Surprisingly, mainstream leaders in Kashmir and several civil society groups have remained ambivalent to the situation. Nobody visited the victim’s house. There were no candle marches as were witnessed during the infamous Rasana case of January 2018, which was used by the same elements to defame the Dogras of Jammu and create a communal rift between the local Dogras and Gujjars, who enjoyed centuries of bonhomie and co-existence.

As all this was happening, another rape case was reported in the Valley. It happened on the evening of May 12 in Ganderbal. This incident triggered further outrage. Something familiar happened then and it bore resemblance to the spontaneous violence that erupted after the killing of Burhan Wani, though not to that extent or scale but the modus operandi appeared familiar. The students assumed control of the protests and they appeared in large numbers on the streets, pelting stones and targetting security forces as well as the local police.

Interestingly, neither the security personnel nor the policemen were in any way involved in the horrendous crimes. Such organised stone-pelting had diminished to quite an extent after the imposition of Governor’s rule in the State. This week saw violent clashes. Over 50 people, including 47 security personnel, were injured in the clashes that broke out on the Srinagar-Baramulla highway. A large number of vehicles were also damaged and the highway was kept blocked for hours together. Every effort was made by the protesters to provoke the security forces to retaliate with force. Some hidden hand was guiding them to do that.

Having failed in their design to achieve the desired result, the protesters shifted their focus to the capital town of Srinagar, the seat of power, with hopes that the security forces will brook no nonsense here. Protesters clashed with the security forces outside all major schools and colleges, including the University of Kashmir. The focus was lost from providing justice to the rape victim to somehow provoking the security forces to open fire in retaliation. The security forces so far have not obliged them.

INSTRUCTION:
Copy out the passage above about the protests in Kashmir in full, word for word.

Saved data entries:

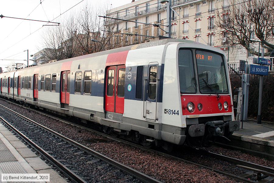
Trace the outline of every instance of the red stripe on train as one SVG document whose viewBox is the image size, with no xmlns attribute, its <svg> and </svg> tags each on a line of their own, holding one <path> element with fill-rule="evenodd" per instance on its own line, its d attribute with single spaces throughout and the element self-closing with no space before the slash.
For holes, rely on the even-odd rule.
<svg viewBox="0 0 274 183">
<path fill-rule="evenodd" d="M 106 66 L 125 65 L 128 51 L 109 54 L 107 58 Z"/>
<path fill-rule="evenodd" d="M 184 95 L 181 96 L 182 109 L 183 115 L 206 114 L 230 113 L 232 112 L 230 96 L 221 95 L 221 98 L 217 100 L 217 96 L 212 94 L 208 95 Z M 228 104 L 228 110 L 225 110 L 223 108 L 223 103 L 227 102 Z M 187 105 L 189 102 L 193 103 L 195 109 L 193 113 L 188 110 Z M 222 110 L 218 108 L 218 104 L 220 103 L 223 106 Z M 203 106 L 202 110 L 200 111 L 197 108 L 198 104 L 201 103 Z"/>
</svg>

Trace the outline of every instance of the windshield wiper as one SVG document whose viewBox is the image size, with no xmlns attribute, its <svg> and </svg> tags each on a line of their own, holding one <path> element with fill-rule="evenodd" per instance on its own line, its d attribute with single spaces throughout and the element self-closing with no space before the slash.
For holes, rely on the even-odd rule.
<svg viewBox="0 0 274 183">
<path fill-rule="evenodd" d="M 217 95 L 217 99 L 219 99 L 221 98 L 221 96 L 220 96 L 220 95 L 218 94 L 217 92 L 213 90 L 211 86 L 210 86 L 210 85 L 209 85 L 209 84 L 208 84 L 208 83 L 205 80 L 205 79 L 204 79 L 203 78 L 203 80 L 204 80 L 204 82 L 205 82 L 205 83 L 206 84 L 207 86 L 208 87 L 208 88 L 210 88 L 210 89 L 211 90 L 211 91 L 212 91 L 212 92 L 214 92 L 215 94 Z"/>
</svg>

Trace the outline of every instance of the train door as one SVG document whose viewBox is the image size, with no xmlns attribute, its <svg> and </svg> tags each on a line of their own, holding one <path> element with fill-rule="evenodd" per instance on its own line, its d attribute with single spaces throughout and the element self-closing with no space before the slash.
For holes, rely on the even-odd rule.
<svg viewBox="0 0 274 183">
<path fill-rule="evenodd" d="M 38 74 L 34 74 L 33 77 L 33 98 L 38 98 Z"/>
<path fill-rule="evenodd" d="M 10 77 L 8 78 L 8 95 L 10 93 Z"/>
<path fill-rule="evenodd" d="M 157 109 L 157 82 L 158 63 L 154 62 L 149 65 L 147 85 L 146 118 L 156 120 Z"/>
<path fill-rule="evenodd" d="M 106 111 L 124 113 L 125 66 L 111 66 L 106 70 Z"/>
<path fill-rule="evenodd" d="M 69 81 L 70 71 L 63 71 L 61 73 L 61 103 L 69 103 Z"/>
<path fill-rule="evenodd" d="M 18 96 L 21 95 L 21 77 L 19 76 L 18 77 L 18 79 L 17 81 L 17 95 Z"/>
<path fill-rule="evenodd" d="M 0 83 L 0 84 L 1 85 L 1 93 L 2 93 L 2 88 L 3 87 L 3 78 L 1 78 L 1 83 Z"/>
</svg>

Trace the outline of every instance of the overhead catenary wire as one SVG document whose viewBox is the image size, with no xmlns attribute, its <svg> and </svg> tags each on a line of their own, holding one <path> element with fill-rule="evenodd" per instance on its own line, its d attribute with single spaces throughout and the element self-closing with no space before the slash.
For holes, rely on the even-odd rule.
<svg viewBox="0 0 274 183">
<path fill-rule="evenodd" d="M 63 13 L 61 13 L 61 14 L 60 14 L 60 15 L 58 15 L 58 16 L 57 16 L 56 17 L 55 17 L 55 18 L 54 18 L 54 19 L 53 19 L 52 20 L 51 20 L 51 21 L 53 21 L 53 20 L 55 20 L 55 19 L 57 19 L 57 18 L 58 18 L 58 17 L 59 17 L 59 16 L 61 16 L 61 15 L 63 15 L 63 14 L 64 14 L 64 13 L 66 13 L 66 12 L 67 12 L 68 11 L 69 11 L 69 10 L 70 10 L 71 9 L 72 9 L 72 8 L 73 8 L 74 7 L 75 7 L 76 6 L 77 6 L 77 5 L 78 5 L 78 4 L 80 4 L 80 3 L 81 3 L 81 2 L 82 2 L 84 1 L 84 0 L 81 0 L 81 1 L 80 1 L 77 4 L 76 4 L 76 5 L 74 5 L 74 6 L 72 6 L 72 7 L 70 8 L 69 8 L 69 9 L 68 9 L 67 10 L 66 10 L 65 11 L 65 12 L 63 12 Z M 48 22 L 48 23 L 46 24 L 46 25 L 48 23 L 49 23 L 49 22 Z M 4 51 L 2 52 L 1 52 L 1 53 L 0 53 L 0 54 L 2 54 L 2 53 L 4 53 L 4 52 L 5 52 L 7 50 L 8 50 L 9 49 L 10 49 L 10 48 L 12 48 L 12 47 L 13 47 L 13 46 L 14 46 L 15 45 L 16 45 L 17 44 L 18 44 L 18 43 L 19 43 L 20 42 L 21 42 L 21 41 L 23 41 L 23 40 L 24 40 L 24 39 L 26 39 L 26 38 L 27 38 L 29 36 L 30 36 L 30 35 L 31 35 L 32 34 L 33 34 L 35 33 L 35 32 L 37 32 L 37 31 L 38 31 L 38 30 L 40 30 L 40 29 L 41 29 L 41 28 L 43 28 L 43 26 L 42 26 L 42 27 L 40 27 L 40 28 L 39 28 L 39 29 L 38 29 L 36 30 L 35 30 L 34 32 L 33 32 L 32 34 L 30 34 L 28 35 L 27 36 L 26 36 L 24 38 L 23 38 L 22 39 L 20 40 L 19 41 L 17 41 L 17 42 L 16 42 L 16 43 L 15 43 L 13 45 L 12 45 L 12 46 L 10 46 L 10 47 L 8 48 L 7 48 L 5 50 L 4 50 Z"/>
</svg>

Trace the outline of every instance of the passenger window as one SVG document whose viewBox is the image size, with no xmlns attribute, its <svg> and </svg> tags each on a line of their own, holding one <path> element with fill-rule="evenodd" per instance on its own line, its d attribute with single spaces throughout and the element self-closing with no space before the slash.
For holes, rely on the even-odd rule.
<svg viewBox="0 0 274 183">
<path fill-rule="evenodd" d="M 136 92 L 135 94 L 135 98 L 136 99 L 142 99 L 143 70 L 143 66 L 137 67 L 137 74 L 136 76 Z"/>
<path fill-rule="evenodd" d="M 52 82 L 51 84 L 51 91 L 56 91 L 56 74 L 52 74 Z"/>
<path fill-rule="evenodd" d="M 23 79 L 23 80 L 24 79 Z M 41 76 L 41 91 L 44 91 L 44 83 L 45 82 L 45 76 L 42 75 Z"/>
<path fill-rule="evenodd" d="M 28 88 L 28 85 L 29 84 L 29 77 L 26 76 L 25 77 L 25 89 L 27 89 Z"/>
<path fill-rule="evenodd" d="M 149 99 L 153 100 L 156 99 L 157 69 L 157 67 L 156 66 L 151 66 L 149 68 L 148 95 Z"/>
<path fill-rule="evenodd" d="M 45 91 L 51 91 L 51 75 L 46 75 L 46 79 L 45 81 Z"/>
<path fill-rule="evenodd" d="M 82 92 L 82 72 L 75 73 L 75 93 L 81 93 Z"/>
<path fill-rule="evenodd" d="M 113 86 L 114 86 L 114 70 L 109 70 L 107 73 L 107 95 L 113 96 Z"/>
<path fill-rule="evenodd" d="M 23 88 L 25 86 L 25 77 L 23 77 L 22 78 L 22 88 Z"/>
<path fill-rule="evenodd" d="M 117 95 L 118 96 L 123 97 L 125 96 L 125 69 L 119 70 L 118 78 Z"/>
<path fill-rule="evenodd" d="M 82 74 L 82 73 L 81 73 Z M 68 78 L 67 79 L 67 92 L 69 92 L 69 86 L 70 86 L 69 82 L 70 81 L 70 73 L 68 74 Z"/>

WRITTEN RESPONSE:
Surprisingly, mainstream leaders in Kashmir and several civil society groups have remained ambivalent to the situation. Nobody visited the victim’s house. There were no candle marches as were witnessed during the infamous Rasana case of January 2018, which was used by the same elements to defame the Dogras of Jammu and create a communal rift between the local Dogras and Gujjars, who enjoyed centuries of bonhomie and co-existence.

As all this was happening, another rape case was reported in the Valley. It happened on the evening of May 12 in Ganderbal. This incident triggered further outrage. Something familiar happened then and it bore resemblance to the spontaneous violence that erupted after the killing of Burhan Wani, though not to that extent or scale but the modus operandi appeared familiar. The students assumed control of the protests and they appeared in large numbers on the streets, pelting stones and targetting security forces as well as the local police.

Interestingly, neither the security personnel nor the policemen were in any way involved in the horrendous crimes. Such organised stone-pelting had diminished to quite an extent after the imposition of Governor’s rule in the State. This week saw violent clashes. Over 50 people, including 47 security personnel, were injured in the clashes that broke out on the Srinagar-Baramulla highway. A large number of vehicles were also damaged and the highway was kept blocked for hours together. Every effort was made by the protesters to provoke the security forces to retaliate with force. Some hidden hand was guiding them to do that.

Having failed in their design to achieve the desired result, the protesters shifted their focus to the capital town of Srinagar, the seat of power, with hopes that the security forces will brook no nonsense here. Protesters clashed with the security forces outside all major schools and colleges, including the University of Kashmir. The focus was lost from providing justice to the rape victim to somehow provoking the security forces to open fire in retaliation. The security forces so far have not obliged them.